● OBJECTIVE:
Report each line below that contains the word "tree", copying those lines in full. Case matters.
>> begin LISTING
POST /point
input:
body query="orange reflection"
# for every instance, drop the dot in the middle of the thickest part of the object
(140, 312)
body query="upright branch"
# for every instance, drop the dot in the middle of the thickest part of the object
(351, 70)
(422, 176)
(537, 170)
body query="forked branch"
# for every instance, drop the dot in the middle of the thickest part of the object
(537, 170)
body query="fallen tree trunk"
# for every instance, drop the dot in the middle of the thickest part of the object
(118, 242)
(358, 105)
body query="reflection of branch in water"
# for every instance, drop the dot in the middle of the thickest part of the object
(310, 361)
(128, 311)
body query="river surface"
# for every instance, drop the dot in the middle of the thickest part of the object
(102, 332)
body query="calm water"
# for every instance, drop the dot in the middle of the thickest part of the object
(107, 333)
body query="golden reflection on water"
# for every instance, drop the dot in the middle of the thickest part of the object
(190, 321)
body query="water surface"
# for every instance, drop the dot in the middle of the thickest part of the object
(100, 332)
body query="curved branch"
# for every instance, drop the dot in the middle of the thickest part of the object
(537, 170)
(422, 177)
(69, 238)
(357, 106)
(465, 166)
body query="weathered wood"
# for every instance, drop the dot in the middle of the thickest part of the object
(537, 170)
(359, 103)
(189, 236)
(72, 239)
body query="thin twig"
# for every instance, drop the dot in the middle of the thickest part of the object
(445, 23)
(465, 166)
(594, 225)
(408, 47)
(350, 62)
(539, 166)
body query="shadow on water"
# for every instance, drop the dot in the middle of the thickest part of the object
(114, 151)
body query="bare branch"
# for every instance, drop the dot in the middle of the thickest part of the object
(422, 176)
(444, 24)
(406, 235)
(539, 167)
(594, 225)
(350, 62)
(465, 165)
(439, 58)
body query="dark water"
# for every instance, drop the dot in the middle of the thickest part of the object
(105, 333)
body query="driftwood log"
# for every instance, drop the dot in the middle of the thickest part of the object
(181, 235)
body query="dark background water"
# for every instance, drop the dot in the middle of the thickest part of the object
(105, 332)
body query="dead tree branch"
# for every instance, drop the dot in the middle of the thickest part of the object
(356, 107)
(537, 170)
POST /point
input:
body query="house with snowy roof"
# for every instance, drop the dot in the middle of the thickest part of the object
>> end LISTING
● WRITTEN SOLUTION:
body query="fallen tree trunk"
body query="dead tree branch"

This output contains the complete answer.